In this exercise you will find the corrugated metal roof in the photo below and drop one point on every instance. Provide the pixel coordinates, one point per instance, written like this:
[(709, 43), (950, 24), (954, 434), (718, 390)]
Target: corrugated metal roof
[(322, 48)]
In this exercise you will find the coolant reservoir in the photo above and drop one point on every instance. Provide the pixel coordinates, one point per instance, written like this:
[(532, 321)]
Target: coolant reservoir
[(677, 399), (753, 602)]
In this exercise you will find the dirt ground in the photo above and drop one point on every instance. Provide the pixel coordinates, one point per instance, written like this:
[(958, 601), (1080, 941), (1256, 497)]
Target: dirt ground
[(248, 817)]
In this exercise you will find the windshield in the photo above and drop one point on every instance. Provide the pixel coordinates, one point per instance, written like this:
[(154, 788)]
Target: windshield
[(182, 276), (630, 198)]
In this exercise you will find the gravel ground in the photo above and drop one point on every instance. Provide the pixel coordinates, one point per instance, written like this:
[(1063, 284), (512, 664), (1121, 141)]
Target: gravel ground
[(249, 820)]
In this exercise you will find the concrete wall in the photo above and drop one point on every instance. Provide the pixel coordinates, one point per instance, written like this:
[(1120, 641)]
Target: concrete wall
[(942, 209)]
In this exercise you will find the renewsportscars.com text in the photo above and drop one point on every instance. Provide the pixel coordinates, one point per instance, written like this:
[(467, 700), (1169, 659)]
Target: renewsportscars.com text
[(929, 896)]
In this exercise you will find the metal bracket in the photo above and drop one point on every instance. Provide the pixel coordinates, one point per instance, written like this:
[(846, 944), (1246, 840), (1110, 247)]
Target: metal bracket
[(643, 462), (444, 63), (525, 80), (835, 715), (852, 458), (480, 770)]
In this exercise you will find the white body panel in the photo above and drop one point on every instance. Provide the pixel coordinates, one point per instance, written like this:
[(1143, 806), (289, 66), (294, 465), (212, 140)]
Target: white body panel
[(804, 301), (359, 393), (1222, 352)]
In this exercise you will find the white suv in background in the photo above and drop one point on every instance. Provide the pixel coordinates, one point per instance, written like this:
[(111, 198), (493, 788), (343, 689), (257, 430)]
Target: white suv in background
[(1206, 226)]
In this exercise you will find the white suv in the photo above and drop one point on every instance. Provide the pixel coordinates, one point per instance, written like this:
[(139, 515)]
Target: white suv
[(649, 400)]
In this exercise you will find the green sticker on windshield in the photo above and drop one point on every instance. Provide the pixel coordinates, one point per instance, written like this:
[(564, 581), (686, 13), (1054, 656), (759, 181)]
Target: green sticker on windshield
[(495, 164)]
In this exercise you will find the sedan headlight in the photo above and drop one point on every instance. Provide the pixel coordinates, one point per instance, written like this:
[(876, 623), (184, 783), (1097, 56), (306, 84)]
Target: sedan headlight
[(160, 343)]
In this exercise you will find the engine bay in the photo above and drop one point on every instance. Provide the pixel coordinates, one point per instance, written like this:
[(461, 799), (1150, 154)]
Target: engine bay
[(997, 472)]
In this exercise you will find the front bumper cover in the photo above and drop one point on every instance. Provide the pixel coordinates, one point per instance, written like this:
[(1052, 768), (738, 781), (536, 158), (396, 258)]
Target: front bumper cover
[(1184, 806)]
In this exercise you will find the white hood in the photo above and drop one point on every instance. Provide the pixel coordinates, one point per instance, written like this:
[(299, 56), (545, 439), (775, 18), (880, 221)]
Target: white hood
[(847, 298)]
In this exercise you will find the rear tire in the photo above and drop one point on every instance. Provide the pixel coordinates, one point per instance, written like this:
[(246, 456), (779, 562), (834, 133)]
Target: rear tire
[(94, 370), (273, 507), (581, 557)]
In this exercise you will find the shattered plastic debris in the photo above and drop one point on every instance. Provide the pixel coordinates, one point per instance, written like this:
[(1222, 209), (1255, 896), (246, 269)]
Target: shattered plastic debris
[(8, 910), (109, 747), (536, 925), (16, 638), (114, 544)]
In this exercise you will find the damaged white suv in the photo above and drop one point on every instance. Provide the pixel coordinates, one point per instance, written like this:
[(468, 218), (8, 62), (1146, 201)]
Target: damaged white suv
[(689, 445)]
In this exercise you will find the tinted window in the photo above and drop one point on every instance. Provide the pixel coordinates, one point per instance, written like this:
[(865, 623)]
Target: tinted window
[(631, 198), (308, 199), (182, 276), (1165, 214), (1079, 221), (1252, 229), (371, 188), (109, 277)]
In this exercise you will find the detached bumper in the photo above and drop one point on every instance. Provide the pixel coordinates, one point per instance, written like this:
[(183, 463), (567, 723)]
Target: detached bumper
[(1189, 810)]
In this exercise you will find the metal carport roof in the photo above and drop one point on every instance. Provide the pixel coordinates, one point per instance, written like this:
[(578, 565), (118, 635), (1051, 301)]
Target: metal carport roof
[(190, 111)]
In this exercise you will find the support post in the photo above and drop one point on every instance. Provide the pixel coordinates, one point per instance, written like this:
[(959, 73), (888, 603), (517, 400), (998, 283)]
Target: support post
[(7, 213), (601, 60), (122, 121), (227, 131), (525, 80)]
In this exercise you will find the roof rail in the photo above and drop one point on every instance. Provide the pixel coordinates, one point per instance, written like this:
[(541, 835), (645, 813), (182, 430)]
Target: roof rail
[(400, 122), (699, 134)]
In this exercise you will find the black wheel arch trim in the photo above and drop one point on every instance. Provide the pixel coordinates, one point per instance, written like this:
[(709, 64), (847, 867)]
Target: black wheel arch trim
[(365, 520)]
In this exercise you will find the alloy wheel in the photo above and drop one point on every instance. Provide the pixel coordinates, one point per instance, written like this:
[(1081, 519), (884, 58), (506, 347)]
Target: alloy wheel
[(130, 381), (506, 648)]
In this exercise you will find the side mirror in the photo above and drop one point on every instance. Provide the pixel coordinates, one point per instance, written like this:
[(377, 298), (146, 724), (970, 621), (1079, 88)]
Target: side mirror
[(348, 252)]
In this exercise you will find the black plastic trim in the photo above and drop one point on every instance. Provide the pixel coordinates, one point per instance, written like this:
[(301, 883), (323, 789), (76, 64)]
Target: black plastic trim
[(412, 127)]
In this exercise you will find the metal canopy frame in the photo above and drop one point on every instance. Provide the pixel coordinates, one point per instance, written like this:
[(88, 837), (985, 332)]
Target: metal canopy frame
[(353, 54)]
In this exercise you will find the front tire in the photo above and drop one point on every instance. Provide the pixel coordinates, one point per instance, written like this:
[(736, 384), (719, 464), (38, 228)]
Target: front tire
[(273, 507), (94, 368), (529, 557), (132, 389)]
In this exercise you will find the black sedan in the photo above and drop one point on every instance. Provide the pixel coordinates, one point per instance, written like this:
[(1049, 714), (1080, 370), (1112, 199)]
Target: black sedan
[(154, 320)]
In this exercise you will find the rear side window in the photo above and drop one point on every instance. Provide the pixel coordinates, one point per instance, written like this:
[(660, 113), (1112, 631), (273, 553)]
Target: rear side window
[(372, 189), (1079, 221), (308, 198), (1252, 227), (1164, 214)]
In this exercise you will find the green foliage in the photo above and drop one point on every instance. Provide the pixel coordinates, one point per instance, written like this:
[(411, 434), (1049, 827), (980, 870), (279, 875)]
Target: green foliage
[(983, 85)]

##########

* _Problem statement_: Give back all of the records exactly as they were provided above.

* _Exercise solution_:
In this exercise you will find the corrugated metal roof in the photo below and drop one point on every instance. Provide the pixel coordinates, one point per instance, written like this:
[(709, 43), (950, 24), (954, 434), (718, 390)]
Target: corrugated metal roof
[(322, 48)]
In this exercise you will find the coolant reservoir in the photo above and drop one point on every instance. Provide the pixel coordinates, one point per instance, written like this:
[(532, 321)]
Target: coolant reservoir
[(677, 399), (753, 602)]
In this exercise you will find the dirt ground in the photo above and drop one point on every instance. Provide the pixel coordinates, one point per instance, written like this:
[(958, 601), (1080, 941), (1256, 497)]
Target: dirt ground
[(248, 817)]
In this exercise you will find the windshield in the photo above and drop one point on every instance. Provide the pixel coordinates, one point per instance, written like this:
[(154, 788)]
Target: windshield
[(182, 276), (630, 198)]
In this exercise you will find the gravel ground in the photo above and drop one point on every instance. Provide the pixel coordinates, one point per instance, written like this:
[(1063, 284), (512, 664), (1121, 141)]
Target: gravel ground
[(249, 820)]
In this exercise you will find the concrete wall in the photo above and drop one point on every instance. Provide the pixel coordinates, one point per instance, written like this:
[(1120, 641)]
Target: concrete wall
[(942, 209)]
In this exercise you will find the renewsportscars.com text in the photo above and drop one point on every instance. Provide the pixel coordinates, one point per instance, written like this:
[(467, 700), (1169, 659)]
Target: renewsportscars.com text
[(929, 896)]
In this exercise you will find the metal bracket in the photo above and drop one point on every instance. Provide the pixel coordinates, one point per instance, written like this:
[(846, 944), (1246, 840), (1110, 247)]
Target: metal bracket
[(643, 462), (444, 63), (525, 80), (835, 715), (852, 458), (480, 770)]
In this exercise you will find the white body panel in the photo above and drop one point on every instance. Provide the pixel coordinates, one point per instance, written like this:
[(1143, 806), (289, 66), (294, 465), (212, 140)]
Target: white body panel
[(804, 301), (359, 393), (1222, 352)]
In this exercise you will find the white suv in background in the photo above and drop one point on every instance. Provide the pixel coordinates, one point per instance, written like this:
[(111, 198), (493, 788), (343, 689), (257, 430)]
Target: white suv in background
[(1206, 226)]
In this exercise you will find the white suv in the photo above and drop one point on every instance. Provide the pixel coordinates, one point per instance, written like this:
[(139, 515)]
Target: white suv
[(649, 400)]
In this exercise you will find the green sticker on windshield in the photo above and drop one point on every instance. Provide the pixel coordinates, one point per instance, written like this:
[(564, 581), (686, 13), (1054, 656), (759, 181)]
Target: green sticker on windshield
[(495, 164)]
In this exercise you will find the sedan headlight in the photo above and drop one point on every instance. Provide the pixel coordinates, one point per instance, written like this:
[(876, 623), (184, 783), (1097, 56), (306, 84)]
Target: sedan headlight
[(160, 343)]
In this exercise you will find the engine bay in the photo above and drop one point on every instance. Provide the pixel coordinates, one point per instance, written like this:
[(461, 799), (1150, 154)]
Target: engine bay
[(997, 472)]
In this exercise you will find the front bumper cover in the photo above and drop one point on every instance. Provide the pixel coordinates, one point per instance, written like this:
[(1052, 768), (738, 781), (536, 158), (396, 258)]
Target: front bumper cover
[(1184, 806)]
In this exercise you will find the white hood in the photo above and drop one point on every instance. Provide the pixel coordinates, one point per instance, written like this:
[(299, 56), (545, 439), (775, 18), (880, 221)]
Target: white hood
[(847, 298)]
In this exercise you will find the rear tire in the photo above and drop one point on every instance. Provide the pixel coordinates, one point per instance, written like this:
[(246, 456), (779, 562), (834, 133)]
Target: rear tire
[(94, 370), (273, 507), (581, 557)]
In this exercise you will find the shattered plastic debris in the photo above and drop one point on every instance. Provide the pixel coordinates, one point per instance, written like this:
[(1222, 209), (1255, 896), (246, 269)]
Target: shattered plastic debris
[(8, 910), (109, 747), (536, 925), (16, 638), (114, 544)]
In this exercise you will find the damaged white suv in the photo above and drop one point on every instance. Provide the pixel coordinates, one point per instance, written like this:
[(468, 218), (8, 62), (1146, 201)]
Target: damaged white suv
[(689, 445)]
In this exercise you will find the tinted window in the photo above and drop one point on every instance. Provide the pixel coordinates, one point per instance, written like this:
[(865, 623)]
Target: tinted window
[(631, 198), (308, 199), (182, 276), (1165, 214), (1079, 221), (1252, 229), (371, 188), (109, 277)]
In this exercise you will find the detached bumper in the photo above and drop one point on every instance. Provide the pixel coordinates, one point per instance, written like this:
[(183, 463), (567, 723)]
Target: detached bumper
[(1189, 810)]
In this exercise you will find the metal carport roof in the photo above and drop one point on every instance. Provide the pixel coordinates, one point per instance, written like this:
[(578, 565), (118, 635), (1051, 301)]
Target: metal carport roof
[(190, 111)]
In this exercise you will find the support post in the photo above and drop one point on every instance. Provide the pixel coordinates, one point per instance, written like this:
[(959, 73), (888, 603), (517, 400), (998, 283)]
Target: support post
[(7, 213), (601, 60), (122, 121), (227, 131), (525, 80)]
In this exercise you will find the roof rail in the photo above and drop one point on every instance. Provide the pixel coordinates, one point per instance, written like this:
[(541, 835), (645, 813), (182, 430)]
Target: roof rail
[(400, 122), (699, 134)]
In this exercise you will find the black wheel arch trim in the photo above and drop one point on every instance. Provide the pixel coordinates, one point per instance, written like this:
[(709, 64), (847, 867)]
Target: black wheel arch trim
[(365, 520)]
In this exercise you will find the alloy wheel in the photo above and drop one point on every instance. Provide the pixel coordinates, one point per instance, written like this:
[(1081, 519), (884, 58), (506, 347)]
Target: alloy wheel
[(130, 381), (506, 648)]
In this exercise you will find the side mirror in the photo above and drop one point on every instance. Provide the pixel coordinates, one point per instance, written like this:
[(377, 298), (146, 724), (970, 621), (1079, 88)]
Target: side mirror
[(348, 252)]
In this exercise you will find the black plastic trim in the photo above and drop one point on every instance. Provide the pixel coordinates, one point per instance, written like this:
[(301, 883), (323, 789), (76, 64)]
Target: black plastic trim
[(412, 127)]
In this exercise you will find the metal canopy frame in the photo above and drop one point on every instance. Provide the pixel coordinates, one point per instance, written like this:
[(88, 837), (985, 332)]
Target: metal canopy frame
[(353, 54)]
In this exercise you will find the front tire in the photo above and drop one point on every instance. Provide the pixel coordinates, one point per instance, written like this:
[(736, 384), (719, 464), (38, 228)]
Target: front tire
[(273, 507), (94, 368), (529, 557), (132, 389)]
In this exercise you will find the black sedan in the photo above and drop one point on every instance. Provide the pixel coordinates, one point per instance, written like this:
[(1049, 714), (1080, 370), (1112, 199)]
Target: black sedan
[(154, 320)]
In this exercise you will find the rear side window in the photo above and drop one point on every instance. Provide the pixel coordinates, one point per instance, written like this:
[(660, 113), (1112, 631), (273, 553)]
Target: rear side window
[(372, 189), (1079, 221), (308, 198), (1252, 227), (1164, 214)]
In this exercise you will find the green foliage in the photo above and drop one point on every instance. Provide the pixel coordinates, one point per instance, written like this:
[(411, 434), (1049, 827), (980, 870), (279, 875)]
Target: green foliage
[(983, 85)]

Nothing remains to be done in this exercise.